- [DOCUMENT]

--------------------

I think a judgement like int128_ge((int128_make64(iova), llend)) in 
vfio_listener_region_add() should be also added here to check it,
otherwise it will remap no-exit dma which causes the live update failure.
diff --git a/hw/vfio/cpr.c b/hw/vfio/cpr.c
index 0981d31..d231841 100644
--- a/hw/vfio/cpr.c
+++ b/hw/vfio/cpr.c
@@ -58,13 +58,21 @@ vfio_region_remap(MemoryRegionSection *section, void 
*handle, Error **errp)
     ram_addr_t size = int128_get64(section->size);
     hwaddr offset, iova, roundup;
     void *vaddr;
-
+    Int128 llend;
+
     if (vfio_listener_skipped_section(section) || memory_region_is_iommu(mr)) {
         return 0;
     }

     offset = section->offset_within_address_space;
     iova = REAL_HOST_PAGE_ALIGN(offset);
+    llend = int128_make64(section->offset_within_address_space);
+    llend = int128_add(llend, section->size);
+    llend = int128_and(llend, int128_exts64(qemu_real_host_page_mask));
+    if (int128_ge(int128_make64(iova), llend)) {
+        return 0;
+    }
+
     roundup = iova - offset;
     size -= roundup;
     size = REAL_HOST_PAGE_ALIGN(size);

>> +    roundup = iova - offset;
>> +    size -= roundup;
>> +    size = REAL_HOST_PAGE_ALIGN(size);
>> +    vaddr = memory_region_get_ram_ptr(mr) +
>> +            section->offset_within_region + roundup;
>> +
>> +    trace_vfio_region_remap(name, container->fd, iova, iova + size - 1, 
>> vaddr);
>> +    return vfio_dma_map_vaddr(container, iova, size, vaddr, errp);
>> +}
>> +
>> +bool vfio_is_cpr_capable(VFIOContainer *container, Error **errp)
>> +{
>> +    if (!ioctl(container->fd, VFIO_CHECK_EXTENSION, VFIO_UPDATE_VADDR) ||
>> +        !ioctl(container->fd, VFIO_CHECK_EXTENSION, VFIO_UNMAP_ALL)) {
>> +        error_setg(errp, "VFIO container does not support VFIO_UPDATE_VADDR 
>> "
>> +                         "or VFIO_UNMAP_ALL");
>> +        return false;
>> +    } else {
>> +        return true;
>> +    }
>> +}
>> +
>> +int vfio_cpr_save(Error **errp)
>> +{
>> +    ERRP_GUARD();
>> +    VFIOAddressSpace *space, *last_space;
>> +    VFIOContainer *container, *last_container;
>> +
>> +    QLIST_FOREACH(space, &vfio_address_spaces, list) {
>> +        QLIST_FOREACH(container, &space->containers, next) {
>> +            if (!vfio_is_cpr_capable(container, errp)) {
>> +                return -1;
>> +            }
>> +        }
>> +    }
>> +
>> +    QLIST_FOREACH(space, &vfio_address_spaces, list) {
>> +        QLIST_FOREACH(container, &space->containers, next) {
>> +            if (vfio_dma_unmap_vaddr_all(container, errp)) {
>> +                goto unwind;
>> +            }
>> +        }
>> +    }
>> +    return 0;
>> +
>> +unwind:
>> +    last_space = space;
>> +    last_container = container;
>> +    QLIST_FOREACH(space, &vfio_address_spaces, list) {
>> +        QLIST_FOREACH(container, &space->containers, next) {
>> +            Error *err;
>> +
>> +            if (space == last_space && container == last_container) {
>> +                break;
>> +            }
> 
> Isn't it sufficient to only test the container?  I think we'd be in
> trouble if we found a container on multiple address space lists.  Too
> bad we don't have a continue_reverse foreach or it might be trivial to
> convert to a qtailq.

--------------------

- [THE PROBLEM]
Which file does the diff in the VFIO patch discussion modify? The items after the VFIO patch discussion are separate material, unrelated to it.

--------------------

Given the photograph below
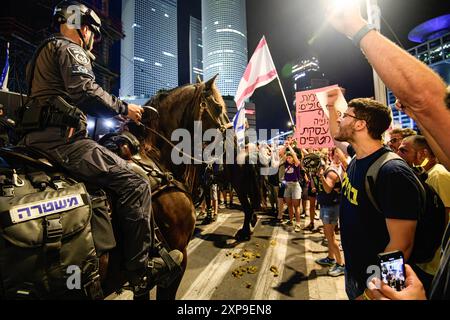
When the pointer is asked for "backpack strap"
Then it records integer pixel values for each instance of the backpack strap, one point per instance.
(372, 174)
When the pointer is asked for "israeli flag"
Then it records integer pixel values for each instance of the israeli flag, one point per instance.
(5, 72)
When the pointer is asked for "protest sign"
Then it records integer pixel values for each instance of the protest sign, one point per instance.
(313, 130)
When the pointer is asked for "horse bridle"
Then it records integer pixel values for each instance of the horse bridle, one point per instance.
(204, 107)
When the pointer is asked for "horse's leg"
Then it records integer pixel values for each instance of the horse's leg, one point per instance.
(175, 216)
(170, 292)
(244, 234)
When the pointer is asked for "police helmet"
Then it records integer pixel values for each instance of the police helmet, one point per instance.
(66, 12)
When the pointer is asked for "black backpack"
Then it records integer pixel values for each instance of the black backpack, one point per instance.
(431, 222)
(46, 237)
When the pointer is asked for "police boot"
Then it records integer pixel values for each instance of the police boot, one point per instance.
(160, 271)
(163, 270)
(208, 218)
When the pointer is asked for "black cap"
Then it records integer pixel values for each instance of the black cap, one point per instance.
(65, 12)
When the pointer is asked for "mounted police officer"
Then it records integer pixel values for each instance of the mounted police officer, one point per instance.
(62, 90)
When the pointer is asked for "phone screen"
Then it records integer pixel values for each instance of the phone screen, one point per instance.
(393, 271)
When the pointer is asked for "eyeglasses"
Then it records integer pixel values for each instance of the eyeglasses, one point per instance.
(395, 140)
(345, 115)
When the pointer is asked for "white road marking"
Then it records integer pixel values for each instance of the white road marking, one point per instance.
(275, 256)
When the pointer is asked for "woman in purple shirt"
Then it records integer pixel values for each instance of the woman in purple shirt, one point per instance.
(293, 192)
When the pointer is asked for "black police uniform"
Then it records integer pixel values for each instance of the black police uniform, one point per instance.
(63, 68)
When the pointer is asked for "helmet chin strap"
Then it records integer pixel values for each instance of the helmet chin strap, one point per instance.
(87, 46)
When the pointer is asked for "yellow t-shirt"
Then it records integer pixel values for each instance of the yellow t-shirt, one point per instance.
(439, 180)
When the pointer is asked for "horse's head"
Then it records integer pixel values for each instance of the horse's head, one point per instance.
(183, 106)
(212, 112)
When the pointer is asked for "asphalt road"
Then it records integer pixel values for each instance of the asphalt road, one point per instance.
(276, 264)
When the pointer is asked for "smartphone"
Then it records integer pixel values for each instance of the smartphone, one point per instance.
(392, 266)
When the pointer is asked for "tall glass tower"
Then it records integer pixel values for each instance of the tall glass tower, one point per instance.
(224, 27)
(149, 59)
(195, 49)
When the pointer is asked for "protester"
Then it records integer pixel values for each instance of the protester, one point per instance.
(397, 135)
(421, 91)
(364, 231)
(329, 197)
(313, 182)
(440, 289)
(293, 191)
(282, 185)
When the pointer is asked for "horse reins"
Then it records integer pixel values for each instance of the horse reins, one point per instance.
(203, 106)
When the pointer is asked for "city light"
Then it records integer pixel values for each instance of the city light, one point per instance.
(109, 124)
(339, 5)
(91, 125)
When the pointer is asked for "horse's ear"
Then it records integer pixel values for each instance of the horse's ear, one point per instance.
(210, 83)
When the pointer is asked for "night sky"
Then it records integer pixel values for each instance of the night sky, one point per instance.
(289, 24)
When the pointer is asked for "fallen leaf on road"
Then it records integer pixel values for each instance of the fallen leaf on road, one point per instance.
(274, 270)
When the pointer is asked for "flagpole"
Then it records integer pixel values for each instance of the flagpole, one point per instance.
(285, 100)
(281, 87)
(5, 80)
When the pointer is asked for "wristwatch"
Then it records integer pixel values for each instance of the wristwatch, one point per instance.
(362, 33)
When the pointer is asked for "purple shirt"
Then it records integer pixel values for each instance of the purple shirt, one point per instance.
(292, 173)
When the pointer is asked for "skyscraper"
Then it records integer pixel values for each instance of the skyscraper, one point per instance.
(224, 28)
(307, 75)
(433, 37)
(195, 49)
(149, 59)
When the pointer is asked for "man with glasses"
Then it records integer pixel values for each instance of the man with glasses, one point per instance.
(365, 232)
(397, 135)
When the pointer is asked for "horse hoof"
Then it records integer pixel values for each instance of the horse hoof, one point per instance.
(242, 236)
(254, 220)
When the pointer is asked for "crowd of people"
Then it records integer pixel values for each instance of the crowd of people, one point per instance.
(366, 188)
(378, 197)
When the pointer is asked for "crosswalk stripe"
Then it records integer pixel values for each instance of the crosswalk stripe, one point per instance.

--------------------

- [THE REPLY]
hw/vfio/cpr.c